Reproduce everything from the line containing "Please tag every instance of the green" down to the end of the rows, shifting each pixel coordinate in the answers by adding 8 and leaving every other line, sample numbers included, unchanged. Leave the pictures out.

▸ Data supplied:
------------------------------------------------------------------------
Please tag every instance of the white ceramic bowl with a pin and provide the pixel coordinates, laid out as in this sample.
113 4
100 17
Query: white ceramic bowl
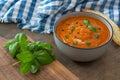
81 54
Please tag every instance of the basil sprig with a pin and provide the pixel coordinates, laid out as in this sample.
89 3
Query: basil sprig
87 23
31 55
92 28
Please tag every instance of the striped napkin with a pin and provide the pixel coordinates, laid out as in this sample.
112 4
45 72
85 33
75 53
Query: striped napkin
41 15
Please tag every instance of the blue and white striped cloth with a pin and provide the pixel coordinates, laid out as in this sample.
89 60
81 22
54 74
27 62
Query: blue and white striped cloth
41 15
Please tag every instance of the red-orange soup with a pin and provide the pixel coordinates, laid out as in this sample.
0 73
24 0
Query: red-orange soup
77 31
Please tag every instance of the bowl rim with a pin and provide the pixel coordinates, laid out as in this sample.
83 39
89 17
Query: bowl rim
110 39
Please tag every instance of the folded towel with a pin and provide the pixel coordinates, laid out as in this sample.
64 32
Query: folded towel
41 15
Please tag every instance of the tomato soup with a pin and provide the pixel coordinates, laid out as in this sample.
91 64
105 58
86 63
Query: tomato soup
83 32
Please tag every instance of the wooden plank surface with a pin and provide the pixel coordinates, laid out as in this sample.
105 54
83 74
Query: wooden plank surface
53 71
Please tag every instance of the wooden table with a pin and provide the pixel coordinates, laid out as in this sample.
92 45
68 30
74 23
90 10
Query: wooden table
105 68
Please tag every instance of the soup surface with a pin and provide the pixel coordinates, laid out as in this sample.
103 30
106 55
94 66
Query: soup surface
83 32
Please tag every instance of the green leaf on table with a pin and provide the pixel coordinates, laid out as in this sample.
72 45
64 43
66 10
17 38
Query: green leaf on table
13 49
25 56
9 43
35 66
25 67
43 57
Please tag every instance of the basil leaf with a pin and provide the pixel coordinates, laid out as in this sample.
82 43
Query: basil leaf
25 56
9 43
45 46
86 22
52 54
35 66
43 57
20 37
25 67
92 28
13 49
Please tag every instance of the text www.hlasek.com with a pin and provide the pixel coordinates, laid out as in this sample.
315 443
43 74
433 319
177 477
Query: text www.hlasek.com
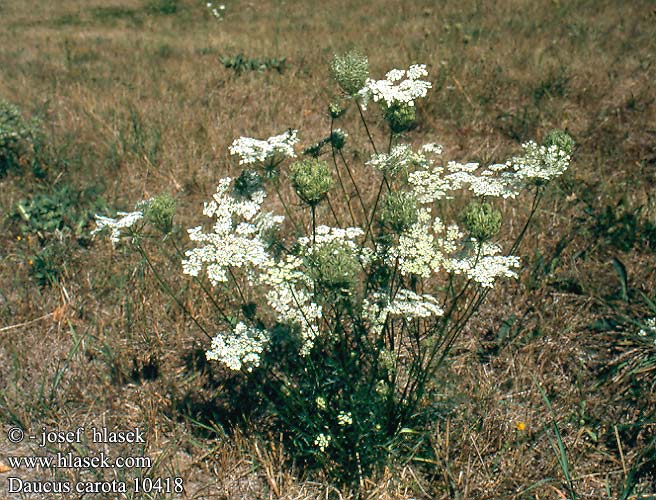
------------------------------------------------------------------------
▸ Reply:
Please tag every instance of the green leaf on table with a pin and provide the pixel coordinates, laid out as in this sample.
72 45
64 43
66 10
17 38
Query: green leaf on table
21 57
33 64
17 51
43 74
33 75
51 65
Please tag every instance of the basil leaf with a pin and provide the pixel coordinates, laid out as in this sample.
82 43
Query: basil leaf
33 64
17 51
53 54
94 30
60 62
43 74
51 65
28 45
33 75
100 36
21 57
Please tag every instance of the text www.hlasek.com with a pin and provide the pixel coordinates, laid out as in this sample.
315 443
43 74
433 319
177 477
Query: text www.hlasek.com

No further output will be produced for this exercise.